(Records contained in a dataset)
= Beginning of Section =

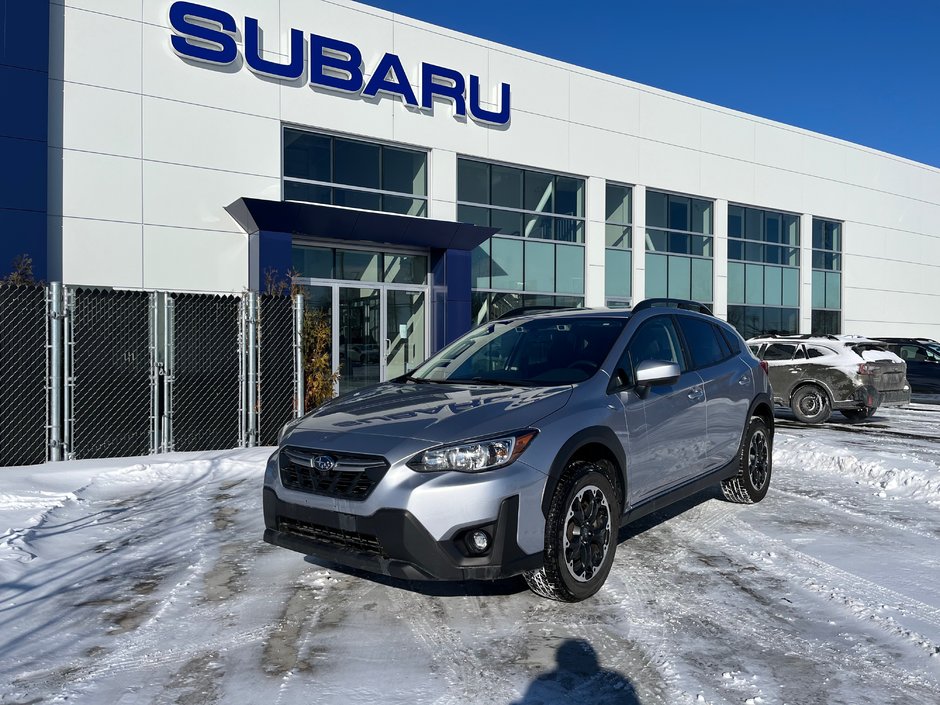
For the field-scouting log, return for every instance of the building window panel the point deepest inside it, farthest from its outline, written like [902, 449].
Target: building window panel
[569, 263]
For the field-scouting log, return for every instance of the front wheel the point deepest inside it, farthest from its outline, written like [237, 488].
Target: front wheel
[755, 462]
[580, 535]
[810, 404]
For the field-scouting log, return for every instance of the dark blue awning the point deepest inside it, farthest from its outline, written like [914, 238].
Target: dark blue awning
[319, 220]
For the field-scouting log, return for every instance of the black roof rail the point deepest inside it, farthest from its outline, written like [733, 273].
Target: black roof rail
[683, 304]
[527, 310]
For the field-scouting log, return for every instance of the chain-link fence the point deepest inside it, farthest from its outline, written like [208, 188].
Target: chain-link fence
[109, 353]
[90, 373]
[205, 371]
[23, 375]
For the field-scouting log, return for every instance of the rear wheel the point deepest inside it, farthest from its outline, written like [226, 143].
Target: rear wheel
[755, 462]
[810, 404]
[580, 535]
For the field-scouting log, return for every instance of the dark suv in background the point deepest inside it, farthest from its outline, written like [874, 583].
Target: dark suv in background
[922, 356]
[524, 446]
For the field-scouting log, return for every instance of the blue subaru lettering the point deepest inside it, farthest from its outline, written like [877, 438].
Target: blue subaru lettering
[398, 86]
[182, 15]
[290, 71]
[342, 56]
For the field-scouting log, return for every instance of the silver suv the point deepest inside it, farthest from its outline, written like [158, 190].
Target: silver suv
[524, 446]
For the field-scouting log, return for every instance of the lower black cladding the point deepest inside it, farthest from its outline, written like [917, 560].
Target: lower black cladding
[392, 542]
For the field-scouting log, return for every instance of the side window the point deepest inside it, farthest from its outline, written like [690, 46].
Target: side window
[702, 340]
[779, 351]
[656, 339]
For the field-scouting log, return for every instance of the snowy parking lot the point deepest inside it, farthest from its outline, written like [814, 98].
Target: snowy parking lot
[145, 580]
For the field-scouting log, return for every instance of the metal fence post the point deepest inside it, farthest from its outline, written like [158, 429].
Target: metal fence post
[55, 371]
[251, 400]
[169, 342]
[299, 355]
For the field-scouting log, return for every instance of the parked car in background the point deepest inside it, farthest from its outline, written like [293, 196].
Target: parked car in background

= End of Section =

**EXERCISE DETAILS**
One exact copy of the data is required, and it should hold no pictures.

**RESPONSE TO THE TASK**
For the field-scouting log, return for every instance of the building window panel the point deepest inside it, farthest from its outline, written like [902, 449].
Target: building window panel
[569, 263]
For the field-scouting log, return for every instance of the front wheel the point deepest inside it, farthest from its outline, written like [237, 488].
Target: front wheel
[755, 462]
[580, 535]
[810, 404]
For the field-scouting log, return for every instance of the dark blue awning the point deepest inside it, farthest from its outline, written like [914, 238].
Target: dark blue awning
[319, 220]
For the field-scouting log, return for every instance of the black roof rail the point deepest inside it, farthest from its outline, written like [733, 273].
Target: black roof rail
[683, 304]
[527, 310]
For the field-scouting log, return for every instance of the chain-link fence the point deepest inside it, farthest from its outline, written like [208, 188].
Target: chain-link fence
[109, 353]
[90, 373]
[205, 371]
[23, 375]
For the field-scouting log, return for every instance of the rear wheel the point deepest inside it, farthest from its outline, written like [226, 143].
Target: rear wheel
[755, 462]
[810, 404]
[580, 535]
For the field-scouting log, return for every instance of the dark suv in background the point deepest inside it, farthest from its outline, written like [874, 583].
Target: dark suv in background
[922, 356]
[524, 446]
For the field-scouting log, return for every instance of the blue subaru lettering the point deepest inside it, farthest from its outline, written like [877, 438].
Target: blue subaru lettering
[398, 86]
[182, 15]
[290, 71]
[342, 56]
For the field-scouting log, return for every instance of the silver suv the point deepest inside it, farthest from its outline, written like [158, 190].
Target: silver suv
[524, 446]
For the field-scouting log, return for every instance of the lower black cladding the point deepest inside it, farthest from its outline, written like [917, 560].
Target: lower black cladding
[392, 542]
For the field-scouting log, return for every instance of the side window the point deepest inside it, farthest from its outline, written like [690, 46].
Target: side window
[702, 340]
[779, 351]
[656, 339]
For the field-scouting log, return for every instance of the snowy parking lot the point deepest inside it, farthest from its outline, written like [814, 98].
Target: snowy parking lot
[145, 580]
For the field-scouting log, return for every instance of the metal fence post the point deepest inside it, farthest from its outline, written like [158, 429].
Target: metal fence post
[55, 371]
[251, 400]
[169, 342]
[299, 355]
For the field-scouting log, return for every instance of the parked car in background the point deepest inside it, farthest from its outline, written like [293, 196].
Target: parked car in background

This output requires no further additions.